══ Text shown ══

This attack comes as protests are taking place in Puerto Rico over worsening power outages, she said, since U.S-Canadian owned Luma was given a lucrative contract by the government to run the island’s electrical grid. The U.S. rulers fear any move that strengthens the fight against U.S. colonial rule.
“We can’t be quiet in the face of this harassment,” Rivera said. “We have to let people know what is happening.”
FBI’s history in Puerto Rico
In the 1930s the FBI was used to help frame up and jail Nationalist leader Pedro Albizu Campos.
In the 1960s the U.S. government launched Cointelpro — Counter Intelligence Programs — that targeted the political activities of millions of people. These FBI disruption operations targeted Black rights organizations, the anti-Vietnam War movement, Communist Party, Socialist Workers Party, women’s rights groups and others. Its operations in Puerto Rico and against Puerto Rican independentistas in the U.S. were among the largest FBI Cointelpro campaigns, launching at least 37 disruption programs. This included participation in the entrapment operation and police execution of two young independentistas at Cerro Maravilla in 1978.

═══

## Required action 1
Reproduce the passage on the FBI in Puerto Rico from "This attack comes" up to and including "Pedro Albizu Campos.".
## Required action 2
According to the passage on the FBI in Puerto Rico, in which decade was the FBI used to help frame up and jail Pedro Albizu Campos?
## Required action 3
Continue the passage on the FBI in Puerto Rico from the point at which it stops.

══ Information supplied ══

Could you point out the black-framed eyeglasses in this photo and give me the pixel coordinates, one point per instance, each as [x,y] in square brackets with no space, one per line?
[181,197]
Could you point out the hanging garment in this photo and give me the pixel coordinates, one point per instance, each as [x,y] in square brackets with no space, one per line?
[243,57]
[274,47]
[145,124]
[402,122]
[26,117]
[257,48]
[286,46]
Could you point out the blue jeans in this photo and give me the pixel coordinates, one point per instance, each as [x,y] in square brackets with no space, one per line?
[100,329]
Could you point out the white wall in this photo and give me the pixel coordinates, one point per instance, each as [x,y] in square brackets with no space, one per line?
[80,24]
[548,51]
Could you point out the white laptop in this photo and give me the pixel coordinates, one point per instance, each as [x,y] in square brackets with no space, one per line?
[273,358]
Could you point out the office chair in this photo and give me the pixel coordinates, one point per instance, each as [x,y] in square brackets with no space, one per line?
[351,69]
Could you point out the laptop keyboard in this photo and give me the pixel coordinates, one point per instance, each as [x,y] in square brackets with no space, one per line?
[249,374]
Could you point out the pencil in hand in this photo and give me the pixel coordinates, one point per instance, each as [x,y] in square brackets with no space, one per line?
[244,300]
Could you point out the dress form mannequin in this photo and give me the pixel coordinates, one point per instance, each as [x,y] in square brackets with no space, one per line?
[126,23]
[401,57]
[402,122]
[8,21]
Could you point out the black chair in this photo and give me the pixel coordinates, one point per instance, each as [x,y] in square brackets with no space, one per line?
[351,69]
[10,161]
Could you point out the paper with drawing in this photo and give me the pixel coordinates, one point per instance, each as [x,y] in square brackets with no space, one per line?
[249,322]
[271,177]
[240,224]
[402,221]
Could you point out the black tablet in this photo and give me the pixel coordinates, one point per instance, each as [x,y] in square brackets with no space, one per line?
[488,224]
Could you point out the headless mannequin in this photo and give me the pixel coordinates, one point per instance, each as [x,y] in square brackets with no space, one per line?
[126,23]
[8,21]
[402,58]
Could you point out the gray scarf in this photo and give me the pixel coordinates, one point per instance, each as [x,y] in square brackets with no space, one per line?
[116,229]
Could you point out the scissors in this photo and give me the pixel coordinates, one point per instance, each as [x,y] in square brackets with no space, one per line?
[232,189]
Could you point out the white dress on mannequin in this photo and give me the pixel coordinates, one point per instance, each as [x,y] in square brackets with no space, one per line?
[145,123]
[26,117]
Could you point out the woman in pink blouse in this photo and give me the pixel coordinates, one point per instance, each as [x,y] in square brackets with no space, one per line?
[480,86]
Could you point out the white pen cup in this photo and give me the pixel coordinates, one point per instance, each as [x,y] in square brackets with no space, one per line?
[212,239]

═══

## Exercise response 1
This attack comes as protests are taking place in Puerto Rico over worsening power outages, she said, since U.S-Canadian owned Luma was given a lucrative contract by the government to run the island’s electrical grid. The U.S. rulers fear any move that strengthens the fight against U.S. colonial rule.
“We can’t be quiet in the face of this harassment,” Rivera said. “We have to let people know what is happening.”
FBI’s history in Puerto Rico
In the 1930s the FBI was used to help frame up and jail Nationalist leader Pedro Albizu Campos.

## Exercise response 2
The 1930s.

## Exercise response 3
The FBI still refuses to release all its records on the 1979 assassination in San Juan of Carlos Muñiz Varela, who was part of a group of young Cubans in Puerto Rico and the U.S. who promoted normalizing relations with Cuba. What has been released revealed that the FBI had informants in the rightist group that planned the killing.
In 2000, in the midst of sustained protests against the U.S. military occupation of the island of Vieques and a campaign to release pro-independence political prisoners, then-FBI Director Louis Freeh was pressured to release thousands of previously classified documents.
Freeh admitted the documents showed the FBI violated the constitutional rights of Puerto Ricans and engaged in “egregious illegal action, maybe criminal action.” Freeh and the Bill Clinton administration tried to claim FBI operations like this were a thing of the past, that there was a “new,” “clean” FBI. But that was a lie.
In 2004 the FBI and IRS agents raided the headquarters of the water workers union during of a strike by 4,300 workers. In 2005 the FBI raided a farmhouse in Hormigueros, where they shot Filiberto Ojeda Ríos, a longtime figure in the struggle for Puerto Rico’s independence. They waited a day before entering the premises. He was dead.
The Committee in Solidarity with Cuba is calling on defenders of democratic and political rights from around the world to demand the FBI cease its latest round of harassment. Send messages protesting FBI harassment in Puerto Rico to cscpr2020@gmail.com, attention Milagros Rivera.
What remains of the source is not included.